ENTRIES SUPPLIED: Begin
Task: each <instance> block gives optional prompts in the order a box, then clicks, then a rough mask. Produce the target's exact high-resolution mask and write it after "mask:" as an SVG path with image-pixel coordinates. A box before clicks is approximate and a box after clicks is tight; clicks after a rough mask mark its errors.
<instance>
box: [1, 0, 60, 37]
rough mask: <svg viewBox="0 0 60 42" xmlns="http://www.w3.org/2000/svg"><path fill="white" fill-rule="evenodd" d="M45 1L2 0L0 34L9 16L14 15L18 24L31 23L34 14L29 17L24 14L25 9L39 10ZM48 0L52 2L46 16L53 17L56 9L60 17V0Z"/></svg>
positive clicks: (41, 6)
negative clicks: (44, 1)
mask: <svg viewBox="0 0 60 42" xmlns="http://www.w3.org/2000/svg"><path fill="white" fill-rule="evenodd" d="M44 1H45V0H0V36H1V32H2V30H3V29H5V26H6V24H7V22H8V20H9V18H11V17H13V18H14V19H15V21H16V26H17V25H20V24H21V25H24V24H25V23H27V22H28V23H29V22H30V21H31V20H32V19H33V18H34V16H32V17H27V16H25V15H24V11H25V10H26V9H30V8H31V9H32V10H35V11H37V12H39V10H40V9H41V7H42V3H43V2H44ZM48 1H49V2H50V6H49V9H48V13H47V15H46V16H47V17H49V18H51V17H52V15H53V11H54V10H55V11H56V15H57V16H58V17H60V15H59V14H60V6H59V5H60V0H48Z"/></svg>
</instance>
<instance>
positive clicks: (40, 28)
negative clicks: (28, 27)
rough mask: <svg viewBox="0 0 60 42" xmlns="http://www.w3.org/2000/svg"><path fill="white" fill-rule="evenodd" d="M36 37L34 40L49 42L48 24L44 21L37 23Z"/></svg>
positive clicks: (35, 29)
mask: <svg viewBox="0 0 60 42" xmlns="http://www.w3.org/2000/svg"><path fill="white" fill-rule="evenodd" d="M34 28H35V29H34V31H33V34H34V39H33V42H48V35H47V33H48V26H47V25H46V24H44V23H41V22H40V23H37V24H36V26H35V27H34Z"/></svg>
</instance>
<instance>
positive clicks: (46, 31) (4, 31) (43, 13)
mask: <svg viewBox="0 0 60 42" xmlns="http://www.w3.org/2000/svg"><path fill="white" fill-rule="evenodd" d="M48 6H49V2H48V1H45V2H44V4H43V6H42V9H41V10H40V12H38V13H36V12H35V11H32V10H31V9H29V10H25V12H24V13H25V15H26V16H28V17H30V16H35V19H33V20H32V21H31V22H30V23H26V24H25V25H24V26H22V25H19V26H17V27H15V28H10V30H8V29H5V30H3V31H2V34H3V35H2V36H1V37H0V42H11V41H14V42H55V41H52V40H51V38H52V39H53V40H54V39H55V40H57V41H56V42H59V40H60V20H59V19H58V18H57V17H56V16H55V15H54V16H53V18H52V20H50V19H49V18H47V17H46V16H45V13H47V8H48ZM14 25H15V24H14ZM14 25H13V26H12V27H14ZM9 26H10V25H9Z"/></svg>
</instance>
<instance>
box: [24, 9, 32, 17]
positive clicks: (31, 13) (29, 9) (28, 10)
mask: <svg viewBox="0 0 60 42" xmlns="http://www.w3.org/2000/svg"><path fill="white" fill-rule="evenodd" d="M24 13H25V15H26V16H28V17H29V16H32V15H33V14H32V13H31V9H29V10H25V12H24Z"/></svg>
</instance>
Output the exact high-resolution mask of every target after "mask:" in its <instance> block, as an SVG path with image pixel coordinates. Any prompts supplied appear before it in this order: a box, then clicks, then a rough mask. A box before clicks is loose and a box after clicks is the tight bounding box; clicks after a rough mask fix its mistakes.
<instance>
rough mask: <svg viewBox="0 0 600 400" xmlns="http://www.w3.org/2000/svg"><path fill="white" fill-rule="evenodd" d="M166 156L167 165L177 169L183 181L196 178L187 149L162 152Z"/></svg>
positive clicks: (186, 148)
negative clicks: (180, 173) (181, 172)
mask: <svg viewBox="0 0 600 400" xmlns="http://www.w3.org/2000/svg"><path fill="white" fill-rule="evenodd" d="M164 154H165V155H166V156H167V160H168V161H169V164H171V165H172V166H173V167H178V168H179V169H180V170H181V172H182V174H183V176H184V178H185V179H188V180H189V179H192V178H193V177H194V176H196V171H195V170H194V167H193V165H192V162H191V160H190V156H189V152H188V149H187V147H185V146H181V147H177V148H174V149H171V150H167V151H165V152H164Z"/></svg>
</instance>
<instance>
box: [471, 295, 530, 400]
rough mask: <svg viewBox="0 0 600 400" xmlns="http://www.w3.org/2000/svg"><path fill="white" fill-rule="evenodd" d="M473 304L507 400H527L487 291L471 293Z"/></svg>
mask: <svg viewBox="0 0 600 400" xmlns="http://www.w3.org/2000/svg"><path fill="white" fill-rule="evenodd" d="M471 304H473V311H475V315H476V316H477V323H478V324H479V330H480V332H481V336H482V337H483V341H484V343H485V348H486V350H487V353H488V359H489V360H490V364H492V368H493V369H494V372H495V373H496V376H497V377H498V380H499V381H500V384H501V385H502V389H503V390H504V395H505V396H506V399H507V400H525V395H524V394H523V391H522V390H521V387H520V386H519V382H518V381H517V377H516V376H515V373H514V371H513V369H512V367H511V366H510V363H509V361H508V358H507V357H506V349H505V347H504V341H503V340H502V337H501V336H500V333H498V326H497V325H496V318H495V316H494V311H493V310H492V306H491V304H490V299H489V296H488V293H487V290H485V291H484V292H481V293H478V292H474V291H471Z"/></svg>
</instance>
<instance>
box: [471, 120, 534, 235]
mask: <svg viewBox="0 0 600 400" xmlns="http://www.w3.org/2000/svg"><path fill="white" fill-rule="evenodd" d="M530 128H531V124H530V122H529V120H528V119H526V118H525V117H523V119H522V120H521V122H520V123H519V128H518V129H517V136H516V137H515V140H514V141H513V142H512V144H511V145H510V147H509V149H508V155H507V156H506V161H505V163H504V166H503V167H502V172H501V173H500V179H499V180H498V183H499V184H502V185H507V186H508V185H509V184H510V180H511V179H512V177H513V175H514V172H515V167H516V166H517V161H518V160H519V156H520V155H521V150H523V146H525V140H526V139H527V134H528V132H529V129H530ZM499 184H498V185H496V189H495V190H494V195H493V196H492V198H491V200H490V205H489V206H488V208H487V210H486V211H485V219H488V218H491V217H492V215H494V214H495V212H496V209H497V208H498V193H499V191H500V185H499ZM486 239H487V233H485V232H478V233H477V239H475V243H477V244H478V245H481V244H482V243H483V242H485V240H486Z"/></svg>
ENTRIES SUPPLIED: End
### TASK GOAL
Only lines of the material that contain the word "before" belong in the answer; copy each one.

### THE COMPLETED TASK
Task: each <instance> block gives optional prompts in the order a box, then clicks, then a rough mask. Produce the target's exact high-resolution mask and write it after "mask:" as an SVG path with image-pixel coordinates. A box before clicks is approximate and a box after clicks is tight; clicks after a rough mask mark its errors.
Output the exact high-resolution mask of every target after "mask:" in its <instance> block, as an SVG path with image pixel coordinates. Any prompts supplied appear before it in this order: a box, then clicks, then a rough mask. A box before clicks is loose and a box after clicks is the tight bounding box; clicks after a rough mask fix its mistakes.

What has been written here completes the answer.